Nul ne saurait dire aujourd’hui où cette surenchère droitière le conduira. M. Sarkozy est sans doute convaincu qu’il ne poursuit pas les mêmes buts que son concurrent du Front national. Mais l’absolution qu’il s’accorde n’a pas grand-chose à voir avec la démocratie. Elle constitue même une partie du péril. Certes, il n’a pas une culture de l’extrême droite, et, contrairement à Le Pen, il n’a pas de goût particulier pour les chants nazis. Il ne flirte pas avec des anciens de la Waffen-SS et ne fait pas de jeux de mots ignobles sur les fours crématoires. Mais son recours à un vocabulaire typique de la répression coloniale illustre une autre variante de la droite extrême. En se promettant de « nettoyer » une cité de la Courneuve, il reprend les mots des paras français pendant la bataille d’Alger en1957. Et, dans sa bouche, le « karcher » remplace le lance-flammes.

Aujourd’hui comme jadis, la cible est dépouillée de sa qualité humaine. Or, quelles que soient les situations, c’est bien là le problème. Car les petits caïds des cités qui s’affrontent en bandes, terrorisent les habitants, et tuent un gamin qui passait au milieu de leurs querelles sont des humains. Ils appartiennent hélas pleinement à notre société. Il y a dans cette volonté de les exclure de notre monde une autre façon de s’absoudre de la politique sociale qui a conduit à ces abandons.

#### [Données extraites]
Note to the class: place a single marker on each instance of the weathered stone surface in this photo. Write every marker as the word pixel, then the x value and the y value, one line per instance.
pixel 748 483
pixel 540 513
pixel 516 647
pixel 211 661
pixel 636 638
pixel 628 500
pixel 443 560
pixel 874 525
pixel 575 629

...

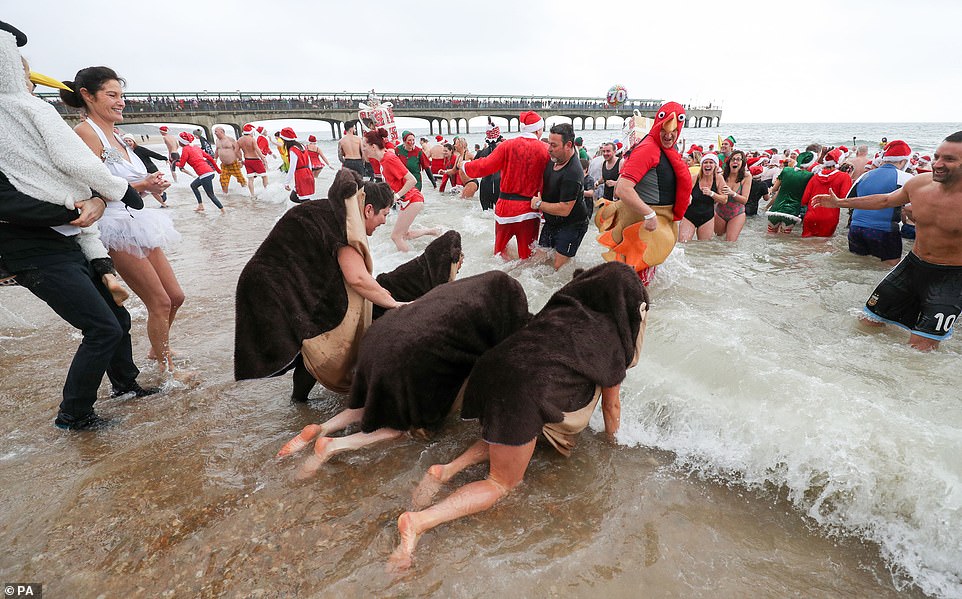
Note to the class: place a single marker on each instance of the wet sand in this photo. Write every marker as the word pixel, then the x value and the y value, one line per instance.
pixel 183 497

#### [Tâches à réaliser]
1 – Répondez d'après le texte fourni :
(a) Quel verbe M. Sarkozy emploie-t-il à propos d'une cité de la Courneuve ?
(b) Dans sa bouche, qu'est-ce que le « karcher » remplace ?
(c) De quelle qualité la cible est-elle dépouillée, aujourd'hui comme jadis ?
2 – Restituez sans modification le passage du texte fourni allant de « Aujourd’hui comme jadis, la » à « à ces abandons. ».
Les items proviennent d'une source distincte du texte fourni.

#### [Corrigé]
1 –
(a) « Nettoyer ».
(b) Le lance-flammes.
(c) De sa qualité humaine.

2 –
Aujourd’hui comme jadis, la cible est dépouillée de sa qualité humaine. Or, quelles que soient les situations, c’est bien là le problème. Car les petits caïds des cités qui s’affrontent en bandes, terrorisent les habitants, et tuent un gamin qui passait au milieu de leurs querelles sont des humains. Ils appartiennent hélas pleinement à notre société. Il y a dans cette volonté de les exclure de notre monde une autre façon de s’absoudre de la politique sociale qui a conduit à ces abandons.